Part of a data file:
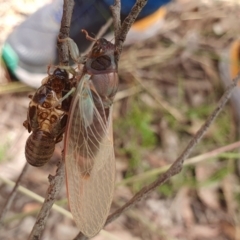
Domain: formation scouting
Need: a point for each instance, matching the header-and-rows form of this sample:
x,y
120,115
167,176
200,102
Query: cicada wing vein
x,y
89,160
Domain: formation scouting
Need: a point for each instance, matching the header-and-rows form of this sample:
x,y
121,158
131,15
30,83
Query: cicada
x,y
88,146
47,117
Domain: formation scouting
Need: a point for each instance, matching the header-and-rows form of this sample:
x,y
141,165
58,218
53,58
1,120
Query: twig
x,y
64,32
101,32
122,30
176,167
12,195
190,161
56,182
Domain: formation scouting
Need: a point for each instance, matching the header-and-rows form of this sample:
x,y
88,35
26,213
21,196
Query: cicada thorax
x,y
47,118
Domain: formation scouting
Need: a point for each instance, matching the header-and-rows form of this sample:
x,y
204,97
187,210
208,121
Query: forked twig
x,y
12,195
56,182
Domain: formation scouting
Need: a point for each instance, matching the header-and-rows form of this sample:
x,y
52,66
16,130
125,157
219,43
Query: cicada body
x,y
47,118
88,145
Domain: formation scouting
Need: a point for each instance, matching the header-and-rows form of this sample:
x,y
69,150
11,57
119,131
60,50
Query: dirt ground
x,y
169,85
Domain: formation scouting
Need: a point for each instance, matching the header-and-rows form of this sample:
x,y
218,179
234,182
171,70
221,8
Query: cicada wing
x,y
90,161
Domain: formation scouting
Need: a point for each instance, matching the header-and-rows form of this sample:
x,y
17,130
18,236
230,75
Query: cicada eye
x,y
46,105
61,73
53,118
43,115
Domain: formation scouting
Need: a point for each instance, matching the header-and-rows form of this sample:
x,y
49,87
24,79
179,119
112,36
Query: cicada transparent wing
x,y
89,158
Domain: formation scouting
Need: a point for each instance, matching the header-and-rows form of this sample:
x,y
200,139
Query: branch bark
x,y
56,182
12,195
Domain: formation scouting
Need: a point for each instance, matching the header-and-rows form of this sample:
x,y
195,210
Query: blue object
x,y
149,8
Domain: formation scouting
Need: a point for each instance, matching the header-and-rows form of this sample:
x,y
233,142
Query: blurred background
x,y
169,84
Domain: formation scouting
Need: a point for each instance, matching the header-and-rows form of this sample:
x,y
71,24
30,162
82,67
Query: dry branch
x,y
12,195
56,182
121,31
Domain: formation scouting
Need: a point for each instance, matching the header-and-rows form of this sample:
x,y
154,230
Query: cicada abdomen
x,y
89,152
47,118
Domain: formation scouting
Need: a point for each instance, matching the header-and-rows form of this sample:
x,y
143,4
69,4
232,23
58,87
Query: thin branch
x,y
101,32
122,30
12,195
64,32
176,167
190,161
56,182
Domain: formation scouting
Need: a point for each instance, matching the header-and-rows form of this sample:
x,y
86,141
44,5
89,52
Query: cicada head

BRIEF: Which lines of the records contain the string "cicada"? Copy each of those lines in full.

WRITTEN ANSWER:
Query: cicada wing vein
Query: cicada
Query: cicada thorax
Query: cicada body
Query: cicada wing
Query: cicada eye
Query: cicada transparent wing
Query: cicada abdomen
Query: cicada head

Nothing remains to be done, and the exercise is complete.